TEXT SECTION.
If you’ve read part one, then you’ll know that following on from the Wild Camp on a Budget challenge, we wanted a new one. This time, we decided to wild camp in proper mountains by using just the tiniest Sea to Summit 20 litre day pack. Now the first thing you quickly realise is that 20 litres isn’t much space. If you have a cheap sleeping bag, then that’s all your space gone, so you obviously need some half decent kit. I used stuff that I already had, but you could easily have spent hundreds of pounds in order to get an even more compact set up. Despite that, you can see that you can use some mid-range gear and still keep your weight down to a minimum.

It was surprisingly easy to fit all the gear into the pack. I was very concerned that there was something I’d forgotten. I could even fit my paramo waterproof in there, so there was plenty of room to spare for a few little extras and luxuries. Even with my Paramo coat and all the food, the pack weighed in at barely 3.5Kg.

We set off from Rhyd Ddu on a Friday evening, so we had to pop into the Cwellyn Arms for a few pints first. Getting to chat to some locals, a rarity in this neck of the woods, we realised that it was nearly half past six and we needed to get a shift on. It certainly felt odd starting off with such a lightweight pack that weighed less than what I might take on a day walk and certainly nearly as compact. Even if the pack wasn’t as comfortable as my usual pack, it served the purpose intended and was never uncomfortable to use.

We soon arrived, unburdened as we were, at around 700m on Snowdon South Ridge, detouring to pick up water at a stream. Placing my tiny pack on the ground, I felt woefully unprepared for a night on the hill! Even on emptying the pack for the video, I wondered if I should have brought a hat or an extra layer instead of the half bottle of port! I needn’t have worried.

The Golite Poncho Tarp (300g – discontinued 2009 version) was soon set up with a couple of poles for support, and would have been suitable for one lying across as my Thermolite bivvy wasn’t waterproof. It certainly was warm enough though, and roomy. The sleeping bag, with the new Klymit Inertia X-Frame sleeping mat inside that, fitted comfortably in the bivvy bag and It was much roomier than my usual Rab Survival Zone that’s so restrictive I can’t bend my knees without compressing the down and forming a cold spot that wakes me up.

COLLECTED MATERIAL.
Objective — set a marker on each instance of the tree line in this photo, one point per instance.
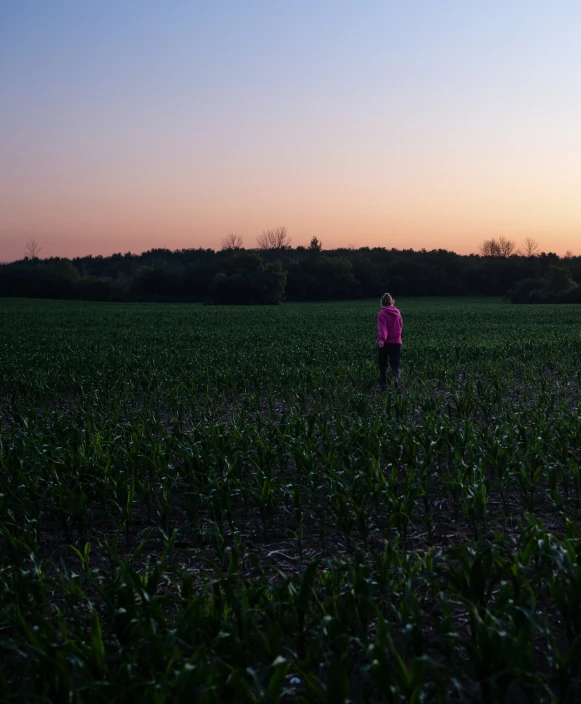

GOALS.
a) In the wild camping account, how much did the packed bag weigh?
b) Explain why, according to the wild camping account, some half decent kit is needed for this challenge.
c) Reproduce the passage of the wild camping account starting at "It was surprisingly" and ending at "uncomfortable to use.".
The lines above are separate from the wild camping account.

FINAL RESULTS.
a) Barely 3.5 kg, even with the Paramo coat and all the food.

b) Twenty liters is not much space, and a cheap sleeping bag would use all of it. Better gear is needed to fit everything into the small pack.

c)
It was surprisingly easy to fit all the gear into the pack. I was very concerned that there was something I’d forgotten. I could even fit my paramo waterproof in there, so there was plenty of room to spare for a few little extras and luxuries. Even with my Paramo coat and all the food, the pack weighed in at barely 3.5Kg.

We set off from Rhyd Ddu on a Friday evening, so we had to pop into the Cwellyn Arms for a few pints first. Getting to chat to some locals, a rarity in this neck of the woods, we realised that it was nearly half past six and we needed to get a shift on. It certainly felt odd starting off with such a lightweight pack that weighed less than what I might take on a day walk and certainly nearly as compact. Even if the pack wasn’t as comfortable as my usual pack, it served the purpose intended and was never uncomfortable to use.